(Lines of data)
— BEGIN —

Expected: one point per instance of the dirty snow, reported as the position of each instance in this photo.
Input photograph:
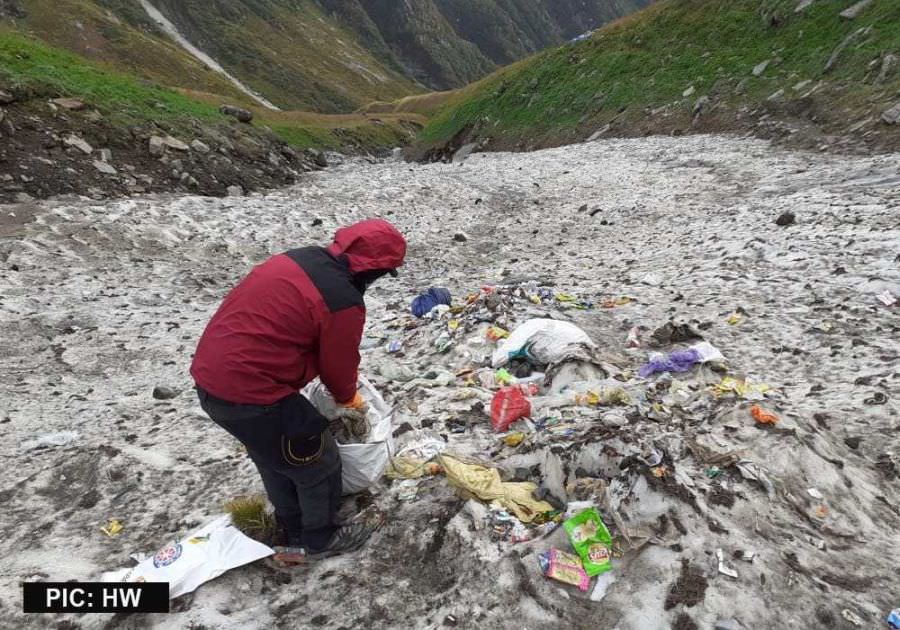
(103, 301)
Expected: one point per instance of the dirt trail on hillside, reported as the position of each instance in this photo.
(102, 302)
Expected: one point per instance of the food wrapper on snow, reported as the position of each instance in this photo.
(542, 341)
(681, 360)
(484, 482)
(204, 555)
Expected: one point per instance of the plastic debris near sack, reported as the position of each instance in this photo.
(206, 554)
(484, 482)
(541, 341)
(363, 464)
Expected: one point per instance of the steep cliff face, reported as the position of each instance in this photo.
(327, 55)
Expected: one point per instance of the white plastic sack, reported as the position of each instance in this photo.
(544, 341)
(363, 464)
(204, 555)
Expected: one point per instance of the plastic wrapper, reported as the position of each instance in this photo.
(204, 555)
(564, 567)
(509, 404)
(591, 540)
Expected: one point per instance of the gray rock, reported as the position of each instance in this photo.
(157, 146)
(242, 115)
(887, 64)
(701, 106)
(199, 146)
(161, 392)
(104, 167)
(599, 133)
(175, 144)
(759, 68)
(786, 219)
(854, 11)
(892, 116)
(464, 152)
(79, 143)
(68, 103)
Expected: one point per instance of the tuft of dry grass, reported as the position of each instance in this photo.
(251, 515)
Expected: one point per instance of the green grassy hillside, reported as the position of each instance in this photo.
(647, 72)
(36, 71)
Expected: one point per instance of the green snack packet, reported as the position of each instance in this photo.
(591, 540)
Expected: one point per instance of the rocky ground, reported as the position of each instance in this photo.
(102, 302)
(51, 147)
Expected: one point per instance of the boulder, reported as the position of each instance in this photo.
(104, 167)
(79, 143)
(157, 146)
(759, 68)
(68, 103)
(175, 144)
(199, 146)
(892, 116)
(854, 11)
(242, 115)
(463, 153)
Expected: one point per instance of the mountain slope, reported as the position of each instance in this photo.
(326, 55)
(704, 65)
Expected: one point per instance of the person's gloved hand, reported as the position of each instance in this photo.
(353, 415)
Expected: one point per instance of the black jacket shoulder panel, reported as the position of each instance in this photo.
(330, 276)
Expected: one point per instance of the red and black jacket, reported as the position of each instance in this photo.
(297, 316)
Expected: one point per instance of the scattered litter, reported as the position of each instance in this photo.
(426, 302)
(742, 388)
(724, 569)
(509, 404)
(484, 482)
(185, 566)
(60, 438)
(894, 619)
(541, 341)
(887, 298)
(409, 490)
(591, 540)
(681, 360)
(604, 581)
(852, 617)
(564, 567)
(113, 527)
(762, 416)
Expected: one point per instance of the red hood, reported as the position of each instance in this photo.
(370, 245)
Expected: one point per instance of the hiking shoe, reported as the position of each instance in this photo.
(352, 536)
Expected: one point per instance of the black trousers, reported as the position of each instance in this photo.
(297, 458)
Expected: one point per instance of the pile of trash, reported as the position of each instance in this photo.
(501, 393)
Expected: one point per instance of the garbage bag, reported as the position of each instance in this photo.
(541, 341)
(424, 303)
(206, 554)
(509, 404)
(363, 464)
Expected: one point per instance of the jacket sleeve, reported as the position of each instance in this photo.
(339, 352)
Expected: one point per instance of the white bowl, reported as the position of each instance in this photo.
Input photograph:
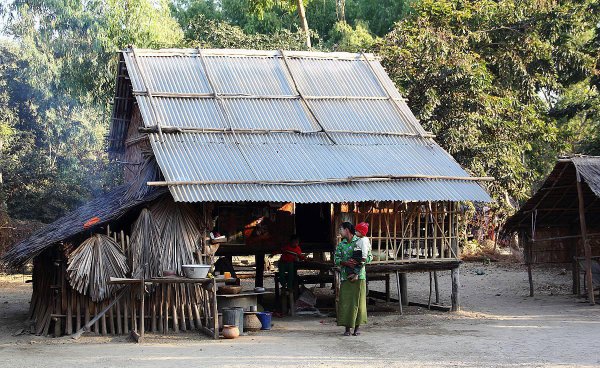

— END —

# REQUIREMENTS
Copy every line of the material above verbatim, leaving the pictures out of your reply.

# TASK RESULT
Expected: one point per instance of the dirty snow, reported as the position of each instance in this photo.
Input photograph:
(103, 301)
Expected: one point per instance of the dirt trail on hillside, reported as the position of each instance in this photo.
(102, 302)
Expected: one point per instance of the food wrapper on snow, reported as the position of each instance in this photo.
(542, 341)
(681, 360)
(484, 482)
(204, 555)
Expected: one point per instance of the plastic debris near sack, reported as the position of each instance in this photo.
(206, 554)
(484, 482)
(541, 341)
(363, 464)
Expected: one point per instance of the steep cliff face, reported as the position of each instance in this photo.
(327, 55)
Expected: one point per instance of the white plastic sack, reported as the position of each instance in this photo.
(544, 341)
(363, 464)
(204, 555)
Expected: one point per instance of the plastic wrapper, reported as the position of each instance in this photo.
(204, 555)
(564, 567)
(509, 404)
(591, 540)
Expected: one point per instance of the gray rock, reported as the position of each instance in this photo.
(157, 146)
(242, 115)
(887, 64)
(701, 106)
(199, 146)
(161, 392)
(104, 167)
(599, 133)
(175, 144)
(759, 68)
(786, 219)
(854, 11)
(892, 116)
(464, 152)
(79, 143)
(68, 103)
Expected: one point per instance of the tuft of dry grass, reported as the position of each instance in this photo.
(251, 515)
Expected: one point per instance of the green grassy hillside, reported as the position of each instance in this photo.
(647, 72)
(36, 71)
Expected: one point per instance of the green snack packet, reported as the position of each instance in this photo.
(591, 540)
Expected: one point per instance of the rocky ground, reported as the position of each instance in this photo.
(102, 302)
(51, 147)
Expected: one point per instance of the boulder, reported as the position of each instance in this photo.
(104, 167)
(79, 143)
(157, 146)
(759, 68)
(68, 103)
(175, 144)
(199, 146)
(892, 116)
(854, 11)
(242, 115)
(463, 153)
Expected: one point per instance of the mountain slope, reported as the position of each instance in this photo.
(326, 55)
(704, 65)
Expected: one point per instance of the person's gloved hand, reported as the position of each instance in this photo.
(353, 415)
Expected: one point per instance of the black jacket shoulder panel, reported as the position of each instance in this photo.
(330, 276)
Expected: one point per instance of the red and black jacket, reported as the position of each instance in this photo.
(297, 316)
Expected: one point per instance of the scattered litter, reported as the position of each instance in this photo.
(426, 302)
(742, 388)
(724, 569)
(509, 404)
(484, 482)
(185, 566)
(60, 438)
(894, 619)
(541, 341)
(887, 298)
(409, 490)
(591, 540)
(681, 360)
(604, 581)
(852, 617)
(564, 567)
(113, 527)
(762, 416)
Expected: one point per instance of the red hood, reported as the position of each instance in this photo.
(370, 245)
Expected: one point per instance of the hiking shoe, reported as the position of each instance in this photo.
(352, 536)
Expected: one point per instance of the black trousers, reported as the position of each instance in this photo.
(297, 458)
Expected: one point per instance of the pile of trash, reported as the position of each instance in this photo.
(501, 393)
Expected: one point per instance of the garbage bag, reported as the position of each instance in this photo.
(541, 341)
(424, 303)
(206, 554)
(509, 404)
(363, 464)
Expected: one point per instance of the jacket sleeve, reported as the position of each instance in this photo.
(339, 352)
Expected: one point per instance of the white bowl, reported as the position of each instance in this photo.
Input photograph:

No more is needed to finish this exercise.